— The task —
Convert the lines below into a JSON list of strings, one string per line, skipping blank lines and leaving out the pictures.

— Data for this exercise —
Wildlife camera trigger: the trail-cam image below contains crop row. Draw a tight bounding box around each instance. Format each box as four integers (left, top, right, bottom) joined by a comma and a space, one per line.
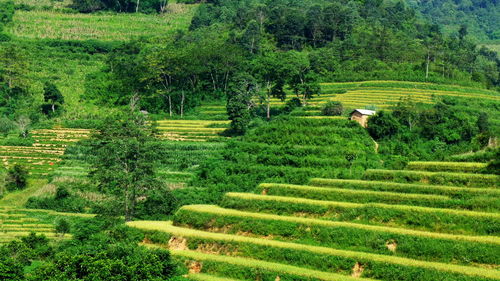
132, 222, 500, 280
257, 183, 468, 208
365, 169, 500, 188
309, 178, 500, 211
174, 205, 500, 264
406, 161, 488, 173
221, 193, 500, 235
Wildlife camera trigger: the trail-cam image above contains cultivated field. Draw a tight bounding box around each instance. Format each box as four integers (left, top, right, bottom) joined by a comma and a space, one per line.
9, 4, 196, 41
129, 158, 500, 281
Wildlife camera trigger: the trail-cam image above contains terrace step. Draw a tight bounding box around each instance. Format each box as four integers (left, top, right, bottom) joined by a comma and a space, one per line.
365, 169, 500, 188
129, 221, 500, 280
221, 192, 500, 235
257, 183, 451, 207
188, 273, 243, 281
406, 161, 488, 173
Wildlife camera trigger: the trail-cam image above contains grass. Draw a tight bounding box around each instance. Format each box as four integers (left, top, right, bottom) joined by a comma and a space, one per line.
188, 273, 241, 281
257, 183, 458, 207
221, 192, 500, 235
365, 169, 500, 188
406, 161, 488, 173
129, 221, 500, 280
171, 205, 500, 245
171, 250, 370, 281
8, 4, 196, 41
309, 178, 500, 212
156, 119, 229, 141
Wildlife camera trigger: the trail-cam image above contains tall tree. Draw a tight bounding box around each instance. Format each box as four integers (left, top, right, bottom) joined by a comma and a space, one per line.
90, 112, 160, 221
43, 82, 64, 113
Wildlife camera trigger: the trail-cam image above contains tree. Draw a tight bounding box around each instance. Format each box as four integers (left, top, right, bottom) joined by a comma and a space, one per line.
90, 112, 161, 221
5, 164, 28, 191
368, 111, 399, 140
56, 218, 71, 236
252, 51, 287, 119
392, 97, 419, 131
43, 82, 64, 114
16, 115, 31, 138
0, 1, 15, 24
322, 101, 344, 116
0, 44, 28, 89
226, 74, 258, 135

— Complete output —
[
  "Wildlife camera trigger: the trail-cam image below contains crop row. Draw a tight bounding box around each instance. Format each box as four integers (left, top, right, bottom) joined by a comma and a space, one per line.",
  "132, 222, 500, 280",
  "257, 183, 468, 208",
  "365, 169, 500, 188",
  "309, 178, 500, 211",
  "174, 205, 500, 264",
  "406, 161, 488, 173",
  "221, 193, 500, 235",
  "Wildlife camera trigger: the trail-cam image above contains cultivated field. Draw a tight bounding box around each instance. Format each box as four integers (left, top, right, bottom) joined by a comma and a space, one per line.",
  "9, 4, 196, 41",
  "129, 158, 500, 281",
  "Wildlife camera trigger: the trail-cam image above contains terrace step. Draw a tight bounding box around each instance. Format each box as four integers (left, top, right, bottom) joined by a comma and a space, one per line.",
  "365, 169, 500, 188",
  "129, 221, 500, 280",
  "221, 192, 500, 235",
  "257, 183, 451, 207",
  "188, 273, 243, 281",
  "406, 161, 488, 173",
  "Wildlife camera trigger: the trail-cam image above contains grass. Draw a tight bounding box around each instance. Format each box as four integers (left, top, right, bottom) joined by a comma and a space, one per line.",
  "188, 273, 241, 281",
  "257, 183, 458, 207",
  "221, 192, 500, 235",
  "365, 169, 500, 188",
  "406, 161, 488, 173",
  "129, 221, 500, 280",
  "171, 205, 500, 245",
  "171, 250, 370, 281",
  "8, 4, 196, 41",
  "309, 178, 500, 212",
  "156, 119, 229, 141",
  "Wildlife camera trigger: the trail-cam image above contains tall tree. Draw a tight bounding box around each instance. Format each box as four integers (left, top, right, bottom) joined by a comma and a space, one per line.",
  "90, 112, 160, 221",
  "43, 82, 64, 113",
  "Wildlife camera trigger: the trail-cam image above contains tree. Draw a tight bounding box around each instance. Format each box as four integers (left, top, right, bottom) joined by a comma and a space, one per line.",
  "90, 112, 161, 221",
  "5, 164, 28, 191",
  "368, 111, 399, 140",
  "56, 218, 71, 236",
  "252, 51, 287, 119",
  "392, 97, 419, 131",
  "43, 82, 64, 114",
  "16, 115, 31, 138",
  "0, 1, 15, 24",
  "322, 101, 344, 116",
  "0, 44, 28, 89",
  "226, 74, 258, 135"
]